**What to produce**
Reproduce everything from the line containing "the white cabinet" down to the end of the entries below, substituting "cupboard" for "cabinet" and leaving all else unchanged.

[START OF Task data]

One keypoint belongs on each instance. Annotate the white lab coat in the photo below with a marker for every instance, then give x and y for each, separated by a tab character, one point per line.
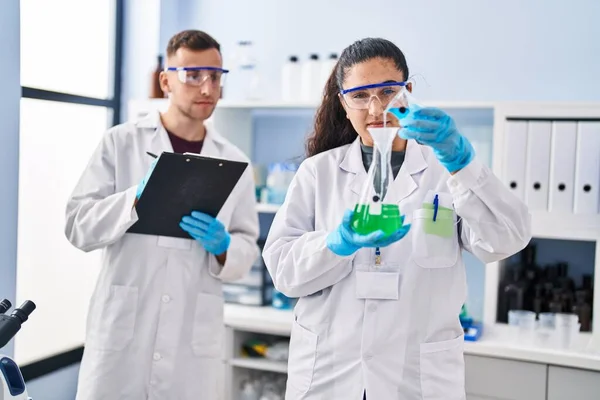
155	324
391	329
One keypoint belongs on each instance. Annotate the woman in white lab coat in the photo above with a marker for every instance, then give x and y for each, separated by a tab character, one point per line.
381	316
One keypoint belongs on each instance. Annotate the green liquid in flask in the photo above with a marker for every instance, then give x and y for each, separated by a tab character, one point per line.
389	221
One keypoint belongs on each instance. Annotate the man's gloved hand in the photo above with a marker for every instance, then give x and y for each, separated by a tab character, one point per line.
344	241
434	128
207	230
144	181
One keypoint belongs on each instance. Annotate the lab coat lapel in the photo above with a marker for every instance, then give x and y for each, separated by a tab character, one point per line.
405	184
212	139
159	139
352	163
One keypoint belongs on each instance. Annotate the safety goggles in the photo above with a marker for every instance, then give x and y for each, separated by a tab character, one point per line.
197	76
360	97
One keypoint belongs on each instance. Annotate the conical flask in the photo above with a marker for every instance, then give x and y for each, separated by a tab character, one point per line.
372	213
401	105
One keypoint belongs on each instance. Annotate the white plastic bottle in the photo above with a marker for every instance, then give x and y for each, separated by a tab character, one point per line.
291	74
326	68
311	75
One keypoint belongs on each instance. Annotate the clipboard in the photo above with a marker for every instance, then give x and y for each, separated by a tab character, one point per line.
180	184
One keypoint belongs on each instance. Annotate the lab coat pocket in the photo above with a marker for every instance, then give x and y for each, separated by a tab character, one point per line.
208	328
302	357
434	250
443	370
114	326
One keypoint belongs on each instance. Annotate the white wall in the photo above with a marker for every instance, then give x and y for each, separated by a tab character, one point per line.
466	50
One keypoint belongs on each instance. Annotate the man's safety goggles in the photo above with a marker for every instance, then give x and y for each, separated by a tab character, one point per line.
360	97
197	76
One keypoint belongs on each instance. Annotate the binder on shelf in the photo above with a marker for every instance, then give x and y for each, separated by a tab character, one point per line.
587	169
515	155
562	166
537	173
180	184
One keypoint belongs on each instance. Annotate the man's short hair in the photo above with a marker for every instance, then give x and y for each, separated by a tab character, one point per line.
192	40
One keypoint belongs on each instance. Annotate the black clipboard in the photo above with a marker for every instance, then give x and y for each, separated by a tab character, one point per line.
180	184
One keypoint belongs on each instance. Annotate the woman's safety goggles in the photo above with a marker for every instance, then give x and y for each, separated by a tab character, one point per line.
360	97
197	76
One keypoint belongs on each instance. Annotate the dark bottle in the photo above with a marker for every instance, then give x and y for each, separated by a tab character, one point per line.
584	310
564	281
586	286
531	274
539	301
155	89
512	295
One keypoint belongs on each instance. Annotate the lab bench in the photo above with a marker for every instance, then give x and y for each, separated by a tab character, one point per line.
495	367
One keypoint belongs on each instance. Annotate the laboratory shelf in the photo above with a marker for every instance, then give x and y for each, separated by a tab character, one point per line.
259	364
267	208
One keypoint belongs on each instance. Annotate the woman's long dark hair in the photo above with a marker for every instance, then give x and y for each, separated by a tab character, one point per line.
332	129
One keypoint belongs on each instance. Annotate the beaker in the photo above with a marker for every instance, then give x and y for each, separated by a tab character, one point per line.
401	105
372	213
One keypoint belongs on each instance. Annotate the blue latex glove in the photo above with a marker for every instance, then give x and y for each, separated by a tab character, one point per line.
344	241
144	181
434	128
207	230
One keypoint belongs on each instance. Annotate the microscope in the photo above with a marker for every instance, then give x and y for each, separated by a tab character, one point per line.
12	385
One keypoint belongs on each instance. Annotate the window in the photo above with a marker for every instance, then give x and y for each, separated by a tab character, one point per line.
70	78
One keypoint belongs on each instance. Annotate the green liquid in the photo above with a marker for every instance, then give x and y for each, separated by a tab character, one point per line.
389	221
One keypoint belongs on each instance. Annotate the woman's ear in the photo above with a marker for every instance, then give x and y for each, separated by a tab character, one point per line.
343	103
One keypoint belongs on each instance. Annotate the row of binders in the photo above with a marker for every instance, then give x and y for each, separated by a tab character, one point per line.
554	166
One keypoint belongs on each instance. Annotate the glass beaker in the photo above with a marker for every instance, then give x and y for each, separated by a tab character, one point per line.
401	105
372	213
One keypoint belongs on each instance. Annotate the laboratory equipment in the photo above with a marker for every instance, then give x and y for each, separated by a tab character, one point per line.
372	213
248	78
12	385
279	177
544	288
156	91
254	289
327	66
290	80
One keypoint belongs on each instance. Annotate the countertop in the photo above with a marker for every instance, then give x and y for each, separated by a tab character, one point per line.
496	341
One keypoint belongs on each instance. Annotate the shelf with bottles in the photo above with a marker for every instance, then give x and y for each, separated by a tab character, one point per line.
253	359
267	208
549	276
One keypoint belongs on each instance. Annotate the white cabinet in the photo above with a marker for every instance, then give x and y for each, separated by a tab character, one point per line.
494	378
571	383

[END OF Task data]

**Result of this task**
One keypoint belongs on each instance. Annotate the white cupboard in the photo above with a marker for every instance, then give x and y for each, separated by a tab character, one point per line.
494	378
571	383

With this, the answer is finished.